## BEGIN Document excerpt

Sentence Embeddings have a problem, the reason sometimes Dall-E2 fails

radarsat1 · on June 25, 2022

> Sentences like “People playing cricket with a tennis bat” and “People playing tennis with a cricket bat” have very high similarity scores even though we know that they are different sentences.

when i first looked up sentence embeddings several years ago i was quite surprised how often it was recommended to just take the mean of the word embeddings composing the sentence, as i thought it must be too simple and make this kind of mistake. (also, i just wasn't convinced that you could summarize a sentence's meaning by averaging the words it contains) but, this was before transformers, and i figured by now that sentence embeddings had gotten more sophisticated so I'm a little uncertain why modern, large models would have the same problem.

Der_Einzige · on June 25, 2022

The fact that we ultimately have nothing significantly better than these pooling techniques is one of the greatest letdown moments in AI to me, right up there with learning how the various language model decoding techniques work.

The techniques we have for pooling or decoding are so infantile in comparison to the encoders it's actually pathetic.

On the other hand, it means we have lots of publication opportunities for anyone who can do better...

radarsat1 · on June 25, 2022

I think a lot of it comes down to how these things are trained. You can predict a word, and then easily calculate whether it's right or wrong. So it makes it easy to design loss functions around "word things". It's a lot harder to design loss functions around the complex intricacies of word combinations -- whether or not the network correctly predicts the sentence's meaning is much harder to calculation than whether or not it can predict a certain word. For me, the surprise is that so much sophistication pops out after training purely at the word level. However, I guess it's not surprising to find some limitations to that.

But if we did have a way to calculate loss directly on sentence meaning, then you could train a much more intelligent pooling function. In principle. I'm just not sure how that loss function would look. Maybe question answering tasks are part of the key.

## END Document excerpt
## BEGIN Data

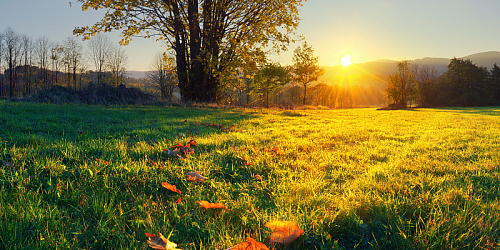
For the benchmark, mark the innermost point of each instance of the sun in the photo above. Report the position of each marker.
(346, 60)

## END Data

> **The exercise**:
List every phrase that appears inside double quotation marks in the forum thread on sentence embeddings. The lines above are separate material and have no connection to the forum thread on sentence embeddings.

> **Answer to this problem**:
- People playing cricket with a tennis bat
- People playing tennis with a cricket bat
- word things